#### SOURCE PASSAGE:
Well, it looks as if the blog will work, so I'll send out the links to all and sundry later on today. I thought I might recap my progress to this point, for anybody who hasn't been following along to date. Following that - either today or tomorrow - I'll tell you about my interesting day today, including first daytime tours through the city of Djibouti and environs.
I knew that I'd be going on this tax-payer sponsored all expense paid beach excursion (it helps me to think of it as a really big beach), around December of last year. A couple of folks have asked me if I had to go, and the answer there is no. As the Chair of a major department at a big teaching hospital I probably could have made a case for staying put, but...the department was where I wanted it to be; I had for the first time a strong cadre of junior, senior and mid-level officers;things at home were favorable - Jack is a well adjusted kid in a school that we love well, and Donna has always been a paragon of self sufficiency. All these were good reasons to expect I could head out for 6-7 months and not cause upset at the job I love and to the folks I most care for. In truth though, perhaps the most telling motivation for me was the experience of having sat on the comfortable, Captain side of my desk and told officer after officer on the opposite side "You're going".
In this regard, my role is often as the secondary confirmation of the tidings they will have already heard from detailer or specialty leader - but it is an uncomfortable seat to sit in on either side of that expanse of cherry wood.
It has been about 18 years since my last tour in an area of active operations, and I frankly felt awkward that I couldn't very well know what it is I was sending my folks to without doing it to some degree myself. That is not meant to sound noble - it's certainly not. To do my job and feel comfortable doing so, I needed to do something like this. So here I am.
The Navy has decided that all of its folks going to the CENTCOM area of operations (and that includes all the interesting stuff from pirates to the Taliban), who are not shipboard, will go through about 3 weeks of what we fondly call "NARMY" training. This is three weeks of a group of folks ranging from youngish seamen to oldish Captains with all types of skill sets (lawyer, doctor, electrician, dog handler, computer network specialist...you get the idea), learning to wear body armor; carry, shoot and maintain weapons; do some rudimentary land navigation and learn to be a member of a military convoy. As you'll learn in future postings, for the approximately 20 of us who bound here to HOA, this was perhaps a bit more than is likely to be required, but for my colleagues bound to Iraq and Afghanistan these skills may indeed prove essential.

[Stored data entries]
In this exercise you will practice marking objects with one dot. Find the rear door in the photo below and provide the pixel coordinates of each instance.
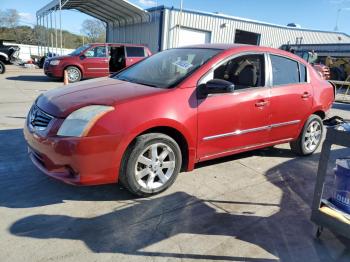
(239, 120)
(95, 61)
(134, 54)
(291, 97)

#### ASSIGNED TASK A:
In the blog post, rewrite everything from "In this regard, my" down to "So here I am.", changing "cherry wood" to "walnut".
#### ASSIGNED TASK B:
Answer these questions from the blog post:
(i) For how long did the writer expect to head out?
(ii) About how many years had passed since the writer's last tour in an area of active operations?
(iii) About how long is the "NARMY" training?

#### RESPONSE A:
In this regard, my role is often as the secondary confirmation of the tidings they will have already heard from detailer or specialty leader - but it is an uncomfortable seat to sit in on either side of that expanse of walnut.
It has been about 18 years since my last tour in an area of active operations, and I frankly felt awkward that I couldn't very well know what it is I was sending my folks to without doing it to some degree myself. That is not meant to sound noble - it's certainly not. To do my job and feel comfortable doing so, I needed to do something like this. So here I am.

#### RESPONSE B:
(i) 6-7 months
(ii) About 18 years
(iii) About 3 weeks